> [WHAT YOU WILL DO]: In the slideshow about drinks that might be harming the planet, what share of American offices does a recent study say have Keurig coffee machines?
SELECTED PASSAGE: Begin
10 Drinks That Might Be Harming The Planet (Slideshow)

After California passed a law stating that beverages containing a carcinogen called 4-methylimidazole be labeled with a cancer warning, most companies ceased using the caramel coloring that contained the chemical. As of the beginning of this year, however, Pepsi still had dangerous levels. The company vowed to fix the problem in America by February, but offered no timeline for the rest of the world. 

Fiji Water

This brand claims to be "carbon negative", but investigative reports claim that just isn't the case. Their bottles are made from Chinese plastic in a diesel-fueled plant. More importantly, the company cooperates with Fiji's totalitarian military regime to export water from a country with chronic water shortages, leaving citizens without clean water. 

Keurig

A recent study indicates that 13% of all American offices have Keurig coffee machines. Those little plastic cups are creating an awful lot of waste; in fact, there were enough K-cups consumed in 2011 to circle the globe twice. Unfortunately, those plastic and foil cups are difficult to recycle and most of the time end up going straight to the landfill.
SELECTED PASSAGE: End
EXERCISE DATA: Begin
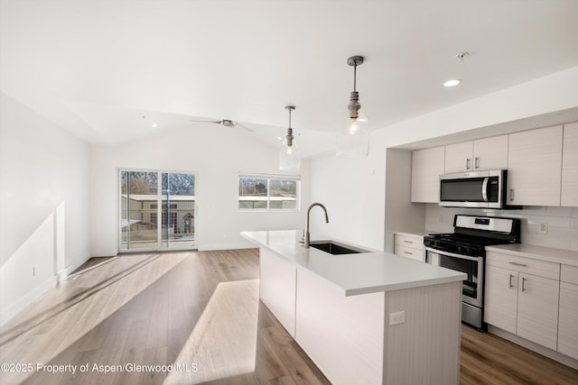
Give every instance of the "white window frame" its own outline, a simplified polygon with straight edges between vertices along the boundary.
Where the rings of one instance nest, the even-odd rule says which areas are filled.
[[[266,199],[267,206],[266,207],[257,207],[257,208],[250,208],[250,207],[239,207],[239,195],[238,195],[238,184],[240,179],[266,179],[267,181],[267,196],[264,197]],[[297,182],[296,191],[295,191],[295,208],[271,208],[271,180],[294,180]],[[237,179],[237,209],[241,212],[277,212],[277,213],[292,213],[301,211],[301,175],[277,175],[277,174],[252,174],[252,173],[239,173]],[[265,200],[265,199],[264,199]]]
EXERCISE DATA: End
> [REPLY]: 13%